▸ **Problem details**: Copy out the text on dengue virus travel surveillance in the Caribbean in full, word for word, from its title to its final sentence.

▸ **Extract**:
>>
Travel surveillance uncovers dengue virus dynamics and introductions in the Caribbean

Abstract

Dengue is the most prevalent mosquito-borne viral disease in humans, and cases are continuing to rise globally. In particular, islands in the Caribbean have experienced more frequent outbreaks, and all four dengue virus (DENV) serotypes have been reported in the region, leading to hyperendemicity and increased rates of severe disease. However, there is significant variability regarding virus surveillance and reporting between islands, making it difficult to obtain an accurate understanding of the epidemiological patterns in the Caribbean. To investigate this, we used travel surveillance and genomic epidemiology to reconstruct outbreak dynamics, DENV serotype turnover, and patterns of spread within the region from 2009-2022. We uncovered two recent DENV-3 introductions from Asia, one of which resulted in a large outbreak in Cuba, which was previously under-reported. We also show that while outbreaks can be synchronized between islands, they are often caused by different serotypes. Our study highlights the importance of surveillance of infected travelers to provide a snapshot of local introductions and transmission in areas with limited local surveillance and suggests that the recent DENV-3 introductions may pose a major public health threat in the region.
<<
▸ **Data records**:
>>
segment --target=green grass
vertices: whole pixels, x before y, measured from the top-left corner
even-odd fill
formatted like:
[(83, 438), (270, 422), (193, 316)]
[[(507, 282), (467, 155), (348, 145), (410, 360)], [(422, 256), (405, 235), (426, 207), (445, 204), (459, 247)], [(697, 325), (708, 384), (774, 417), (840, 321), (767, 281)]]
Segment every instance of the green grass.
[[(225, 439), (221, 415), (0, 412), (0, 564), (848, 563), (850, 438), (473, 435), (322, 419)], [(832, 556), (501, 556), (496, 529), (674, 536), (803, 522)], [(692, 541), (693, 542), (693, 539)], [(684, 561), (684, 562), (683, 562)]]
<<
▸ **Result for this task**:
Travel surveillance uncovers dengue virus dynamics and introductions in the Caribbean

Abstract

Dengue is the most prevalent mosquito-borne viral disease in humans, and cases are continuing to rise globally. In particular, islands in the Caribbean have experienced more frequent outbreaks, and all four dengue virus (DENV) serotypes have been reported in the region, leading to hyperendemicity and increased rates of severe disease. However, there is significant variability regarding virus surveillance and reporting between islands, making it difficult to obtain an accurate understanding of the epidemiological patterns in the Caribbean. To investigate this, we used travel surveillance and genomic epidemiology to reconstruct outbreak dynamics, DENV serotype turnover, and patterns of spread within the region from 2009-2022. We uncovered two recent DENV-3 introductions from Asia, one of which resulted in a large outbreak in Cuba, which was previously under-reported. We also show that while outbreaks can be synchronized between islands, they are often caused by different serotypes. Our study highlights the importance of surveillance of infected travelers to provide a snapshot of local introductions and transmission in areas with limited local surveillance and suggests that the recent DENV-3 introductions may pose a major public health threat in the region.